- **Qué se pide**
[1] Según el artículo sobre las bicicletas de Jump, ¿a quién le vendió Uber Jump en mayo de 2020?
[2] Transcribe literalmente del artículo sobre las bicicletas de Jump el fragmento comprendido entre "El primer desafío" y "consiguen en México.", ambos incluidos.

- **Texto del artículo**
==============================

En mayo de 2020, Uber le vendió Jump a Lime. En Ciudad de México, como también hicieron otras localidades, Uber decidió destruir cientos de bicicletas motorizadas, ya que Lime no quería competir en el mercado mexicano. Al parecer, a Lime en México ya le habían robado una cantidad intolerable de scooters eléctricos.

Estaba triste, sin trabajo y lidiando con la pandemia sin ingresos cuando me llamaron por teléfono: Bicitekas estaba buscando una persona que supiera cómo funcionaban las bicicletas de Jump. Se habían puesto en contacto con Uber y les habían ofrecido pagar una cantidad simbólica de un peso por cada bicicleta. 

El acuerdo que se cerró finalmente se hizo con la condición de que se eliminaran las baterías de iones de litio intercambiables de Uber y que no se replicara la tecnología. 

Pero Bicitekas no entendía lo que esto implicaría y en un primer momento se pusieron a arrancar cables al azar sin definir una estrategia.

Mi trabajo durante mi breve estancia en Jump era arreglar los fallos mecánicos y tecnológicos de sus bicicletas. Tienen un motor eléctrico de 250 vatios que, al pedalear, impulsa la rueda delantera, que tiene un cuadro de aluminio de 26 pulgadas. Pueden ir hasta 50 kilómetros por hora, pero las normas de tráfico no les permitían sobrepasar los 30.

Me convertí en jefa del departamento de mecánica de Bicitekas, un trabajo duro para una mujer joven en un sector repleto de hombres; y en un país como México. Primero tuve que demostrarle a mi equipo que era capaz de llevar una bicicleta de 30 kilos a la estación de reparación y, además, que sabía arreglarla. 

Rodrigo Arangua/AFP/Getty Images

El primer desafío fue desmontar el motor de la bici. La tecnología es totalmente de origen chino, y las piezas —ni siquiera las más simples, como los focos— no se consiguen en México. 

En Jump, aprendimos a repararlas por ensayo y error. Al principio, se nos ocurrió quitarle la rueda motorizada. Pero, a causa de la pandemia, no se conseguían repuestos. 

Finalmente, encontramos la forma de quitar el motor, que exigía desmontar la bicicleta para acceder a todo el cableado y a las conexiones internas. También le quitamos el candado y el controlador de la interfaz, que es el “cerebro” de la bicicleta eléctrica. No tocamos el sensor de asistencia de pedaleo, pero sí le pusimos un remiendo al cuadro para disimular la falta de motor y batería.

==============================

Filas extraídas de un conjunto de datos

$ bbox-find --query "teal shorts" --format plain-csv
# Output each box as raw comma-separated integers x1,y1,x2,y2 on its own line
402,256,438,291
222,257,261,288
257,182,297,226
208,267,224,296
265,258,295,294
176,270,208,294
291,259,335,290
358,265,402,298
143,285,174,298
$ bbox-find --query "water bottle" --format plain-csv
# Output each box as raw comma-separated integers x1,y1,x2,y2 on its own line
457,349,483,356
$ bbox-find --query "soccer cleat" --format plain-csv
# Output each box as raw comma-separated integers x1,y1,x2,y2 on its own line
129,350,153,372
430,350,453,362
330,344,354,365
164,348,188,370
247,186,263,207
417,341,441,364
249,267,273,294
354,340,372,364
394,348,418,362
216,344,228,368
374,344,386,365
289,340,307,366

==============================

- **Respuestas por tarea**
[1] A Lime.

[2]
El primer desafío fue desmontar el motor de la bici. La tecnología es totalmente de origen chino, y las piezas —ni siquiera las más simples, como los focos— no se consiguen en México.